* [Work required]
Please copy the lines from the one with "query: the noun phrase to segment: black boot" up to and including the one with "123], [67, 125]]", changing "black boot" to "brown boot" and leaving everything else as it is.

* [Dataset extract]
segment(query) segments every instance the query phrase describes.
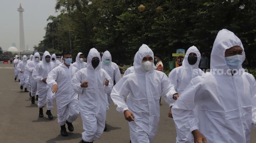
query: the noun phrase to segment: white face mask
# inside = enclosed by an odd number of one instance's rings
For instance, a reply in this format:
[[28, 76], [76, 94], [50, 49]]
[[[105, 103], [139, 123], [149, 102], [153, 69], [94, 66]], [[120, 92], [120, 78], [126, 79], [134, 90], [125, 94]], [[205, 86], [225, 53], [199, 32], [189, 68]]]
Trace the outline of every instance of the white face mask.
[[79, 58], [80, 62], [84, 62], [84, 58]]
[[145, 70], [146, 71], [149, 71], [150, 70], [150, 69], [152, 68], [153, 65], [152, 64], [153, 64], [153, 62], [150, 62], [149, 61], [147, 61], [144, 63], [142, 63], [142, 68], [143, 70]]

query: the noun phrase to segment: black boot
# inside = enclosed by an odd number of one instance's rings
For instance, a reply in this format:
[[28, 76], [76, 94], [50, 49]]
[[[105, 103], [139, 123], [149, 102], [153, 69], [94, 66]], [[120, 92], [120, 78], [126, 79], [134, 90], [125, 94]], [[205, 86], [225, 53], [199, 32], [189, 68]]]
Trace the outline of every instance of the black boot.
[[60, 134], [63, 136], [67, 136], [67, 132], [66, 130], [66, 127], [65, 127], [65, 124], [60, 126]]
[[32, 97], [31, 98], [31, 103], [32, 104], [34, 104], [34, 97]]
[[79, 141], [79, 143], [93, 143], [93, 142], [86, 142], [86, 141], [84, 141], [83, 139]]
[[105, 127], [104, 128], [104, 132], [107, 131], [107, 122], [105, 122]]
[[44, 113], [43, 113], [43, 107], [39, 108], [39, 117], [44, 117]]
[[67, 129], [70, 132], [73, 132], [74, 130], [74, 127], [72, 125], [72, 123], [69, 122], [67, 120], [66, 120], [66, 123], [67, 125]]
[[51, 110], [47, 110], [47, 111], [46, 111], [46, 114], [48, 115], [48, 118], [49, 118], [49, 119], [52, 120], [53, 118], [53, 115], [51, 113]]

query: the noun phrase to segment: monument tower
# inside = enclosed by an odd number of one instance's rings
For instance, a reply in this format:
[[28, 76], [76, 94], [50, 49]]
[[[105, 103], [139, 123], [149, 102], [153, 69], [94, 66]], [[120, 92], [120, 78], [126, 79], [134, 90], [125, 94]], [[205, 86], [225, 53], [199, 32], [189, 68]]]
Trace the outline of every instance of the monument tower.
[[20, 4], [20, 7], [18, 9], [17, 11], [20, 13], [20, 50], [23, 51], [25, 50], [23, 15], [22, 14], [22, 12], [24, 11], [24, 9], [21, 7], [21, 4]]

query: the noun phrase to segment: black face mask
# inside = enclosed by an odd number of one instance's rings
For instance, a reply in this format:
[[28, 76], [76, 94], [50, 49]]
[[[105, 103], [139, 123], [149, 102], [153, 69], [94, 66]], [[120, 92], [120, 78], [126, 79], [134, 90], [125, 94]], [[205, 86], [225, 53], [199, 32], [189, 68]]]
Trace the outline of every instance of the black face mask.
[[100, 60], [98, 59], [95, 59], [92, 61], [92, 65], [94, 69], [95, 69], [98, 66], [99, 64], [100, 63]]
[[194, 64], [196, 63], [196, 61], [197, 61], [197, 57], [196, 57], [193, 55], [188, 56], [187, 57], [187, 61], [189, 62], [189, 64]]

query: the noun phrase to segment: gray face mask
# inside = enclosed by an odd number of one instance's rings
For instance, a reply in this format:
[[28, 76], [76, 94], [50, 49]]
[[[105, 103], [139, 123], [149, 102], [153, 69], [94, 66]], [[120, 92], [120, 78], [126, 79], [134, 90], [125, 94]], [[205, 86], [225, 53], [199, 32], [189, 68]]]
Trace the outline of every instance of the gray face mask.
[[47, 63], [49, 63], [51, 61], [50, 58], [45, 58], [45, 61]]

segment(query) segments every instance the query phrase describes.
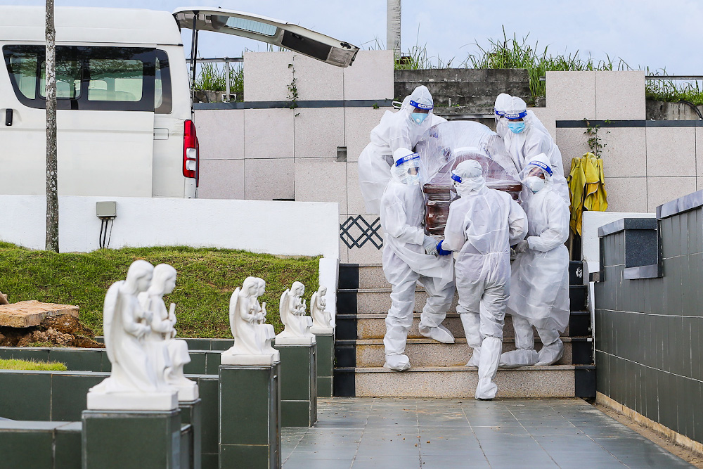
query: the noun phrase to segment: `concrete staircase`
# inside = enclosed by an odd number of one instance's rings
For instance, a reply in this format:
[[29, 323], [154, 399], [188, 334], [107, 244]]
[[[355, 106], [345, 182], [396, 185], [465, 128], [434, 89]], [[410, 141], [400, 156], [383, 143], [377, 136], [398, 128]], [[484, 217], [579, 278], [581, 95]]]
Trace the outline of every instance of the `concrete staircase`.
[[[499, 397], [592, 397], [595, 394], [591, 314], [586, 311], [586, 288], [581, 262], [572, 262], [572, 315], [562, 333], [564, 356], [556, 365], [498, 371]], [[415, 290], [415, 307], [406, 353], [412, 368], [404, 373], [383, 368], [385, 319], [390, 307], [390, 285], [377, 264], [342, 264], [337, 294], [337, 333], [334, 393], [359, 397], [472, 397], [477, 369], [466, 366], [471, 349], [456, 313], [457, 298], [444, 325], [456, 338], [441, 344], [420, 335], [420, 311], [427, 299]], [[505, 319], [503, 350], [515, 349], [512, 321]], [[541, 346], [535, 340], [537, 349]]]

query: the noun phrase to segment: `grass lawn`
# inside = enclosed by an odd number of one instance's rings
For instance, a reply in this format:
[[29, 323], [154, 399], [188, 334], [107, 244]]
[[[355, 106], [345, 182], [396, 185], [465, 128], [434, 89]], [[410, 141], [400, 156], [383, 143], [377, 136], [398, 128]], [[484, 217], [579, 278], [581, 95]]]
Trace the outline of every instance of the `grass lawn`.
[[278, 333], [281, 293], [295, 281], [305, 285], [304, 297], [318, 288], [318, 258], [282, 257], [245, 251], [187, 247], [129, 248], [92, 252], [25, 249], [0, 241], [0, 291], [10, 302], [37, 300], [75, 304], [81, 321], [103, 333], [103, 302], [110, 285], [124, 280], [134, 261], [166, 263], [178, 271], [176, 290], [165, 297], [176, 303], [179, 337], [231, 338], [229, 299], [247, 276], [266, 281], [266, 322]]
[[27, 360], [0, 359], [0, 370], [33, 370], [38, 371], [65, 371], [66, 366], [58, 361], [28, 361]]

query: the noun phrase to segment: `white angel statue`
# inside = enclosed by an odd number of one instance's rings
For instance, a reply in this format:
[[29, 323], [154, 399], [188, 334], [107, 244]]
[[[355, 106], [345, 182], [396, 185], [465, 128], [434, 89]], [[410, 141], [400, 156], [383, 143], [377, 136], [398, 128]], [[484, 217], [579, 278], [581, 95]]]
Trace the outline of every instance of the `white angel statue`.
[[[234, 336], [234, 345], [222, 352], [223, 365], [272, 365], [278, 359], [265, 349], [266, 335], [261, 333], [262, 322], [266, 316], [264, 307], [257, 299], [260, 291], [257, 277], [247, 277], [242, 288], [237, 288], [229, 302], [229, 325]], [[270, 344], [270, 340], [269, 340]]]
[[331, 334], [333, 332], [332, 315], [325, 310], [327, 307], [327, 300], [325, 295], [327, 295], [327, 287], [320, 285], [318, 290], [312, 294], [310, 298], [310, 316], [312, 316], [313, 333], [316, 334]]
[[280, 295], [279, 312], [285, 326], [283, 331], [276, 336], [277, 345], [309, 345], [316, 343], [315, 335], [310, 332], [312, 318], [305, 314], [305, 300], [301, 297], [305, 293], [305, 285], [293, 282], [290, 290]]
[[126, 280], [108, 290], [103, 328], [112, 372], [89, 391], [89, 409], [170, 410], [178, 406], [176, 391], [157, 378], [145, 344], [152, 314], [142, 309], [137, 295], [149, 288], [153, 271], [146, 261], [134, 261]]
[[198, 399], [198, 385], [183, 374], [183, 367], [191, 362], [188, 343], [175, 339], [176, 304], [171, 303], [166, 309], [164, 295], [176, 288], [176, 271], [167, 264], [154, 267], [154, 275], [149, 289], [139, 294], [139, 303], [143, 309], [151, 312], [151, 331], [146, 343], [157, 379], [178, 390], [179, 400], [194, 401]]

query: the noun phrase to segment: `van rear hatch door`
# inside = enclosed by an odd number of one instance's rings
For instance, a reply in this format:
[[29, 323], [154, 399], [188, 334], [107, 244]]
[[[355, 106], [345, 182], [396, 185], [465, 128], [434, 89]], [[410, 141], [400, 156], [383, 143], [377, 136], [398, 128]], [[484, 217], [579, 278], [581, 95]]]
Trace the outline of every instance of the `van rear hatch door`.
[[337, 67], [349, 67], [359, 48], [280, 20], [222, 8], [181, 8], [174, 11], [181, 28], [223, 32], [267, 42]]

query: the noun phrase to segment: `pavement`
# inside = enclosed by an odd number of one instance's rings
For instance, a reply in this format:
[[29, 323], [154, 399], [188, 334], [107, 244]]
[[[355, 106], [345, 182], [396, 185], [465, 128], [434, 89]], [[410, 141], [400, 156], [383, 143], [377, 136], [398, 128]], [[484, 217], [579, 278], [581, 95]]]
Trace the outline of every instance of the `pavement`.
[[283, 469], [693, 468], [580, 399], [320, 398]]

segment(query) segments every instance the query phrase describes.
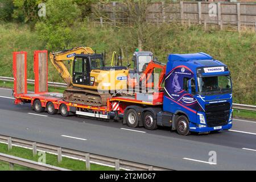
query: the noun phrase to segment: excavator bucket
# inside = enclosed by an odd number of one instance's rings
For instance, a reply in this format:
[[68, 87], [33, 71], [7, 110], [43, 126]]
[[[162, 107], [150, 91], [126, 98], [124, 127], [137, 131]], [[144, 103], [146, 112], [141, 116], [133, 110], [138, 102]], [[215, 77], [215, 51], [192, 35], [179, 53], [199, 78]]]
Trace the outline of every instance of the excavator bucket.
[[34, 53], [35, 93], [48, 92], [47, 51], [35, 51]]
[[27, 52], [13, 53], [14, 95], [27, 94]]

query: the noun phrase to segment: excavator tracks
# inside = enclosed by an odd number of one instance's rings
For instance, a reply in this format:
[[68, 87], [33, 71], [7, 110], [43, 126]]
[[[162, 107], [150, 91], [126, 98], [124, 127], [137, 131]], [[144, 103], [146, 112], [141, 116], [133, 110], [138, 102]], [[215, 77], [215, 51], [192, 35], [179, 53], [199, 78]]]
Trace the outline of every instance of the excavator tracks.
[[106, 106], [108, 98], [110, 97], [109, 93], [100, 93], [88, 89], [68, 88], [63, 93], [63, 99], [67, 102], [93, 106]]

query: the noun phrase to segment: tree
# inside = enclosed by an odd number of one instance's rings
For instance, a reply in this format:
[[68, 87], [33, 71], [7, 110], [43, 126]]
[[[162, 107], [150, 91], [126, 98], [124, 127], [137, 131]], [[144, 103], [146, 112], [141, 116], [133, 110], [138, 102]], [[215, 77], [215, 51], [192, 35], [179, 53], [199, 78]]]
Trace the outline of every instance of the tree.
[[72, 29], [81, 15], [81, 10], [72, 1], [47, 1], [46, 16], [36, 25], [39, 39], [50, 50], [68, 47], [74, 39]]
[[14, 5], [10, 0], [2, 0], [0, 2], [0, 20], [5, 21], [11, 20]]
[[14, 10], [13, 17], [20, 22], [24, 22], [34, 28], [39, 20], [38, 5], [46, 2], [46, 0], [13, 0]]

* [Answer to the problem]
query: the noun phrase to segment: brown boot
# inside = enclosed by an odd number of one instance's rings
For instance, a reply in this format:
[[28, 76], [76, 94], [50, 49]]
[[[105, 103], [139, 123], [149, 102], [153, 69], [94, 66]], [[120, 92], [120, 78], [126, 79], [134, 90], [125, 94]], [[205, 86], [225, 53], [199, 32], [189, 68]]]
Trace the outline of every instance of the brown boot.
[[60, 134], [63, 136], [67, 136], [67, 132], [66, 130], [66, 127], [65, 127], [65, 124], [60, 126]]
[[32, 97], [31, 98], [31, 103], [32, 104], [34, 104], [34, 97]]
[[79, 141], [79, 143], [93, 143], [93, 142], [86, 142], [86, 141], [84, 141], [83, 139]]
[[105, 127], [104, 128], [104, 132], [107, 131], [107, 122], [105, 122]]
[[44, 113], [43, 113], [43, 107], [39, 108], [39, 117], [44, 117]]
[[67, 129], [70, 132], [73, 132], [74, 130], [74, 127], [72, 125], [72, 123], [69, 122], [67, 120], [66, 120], [66, 123], [67, 125]]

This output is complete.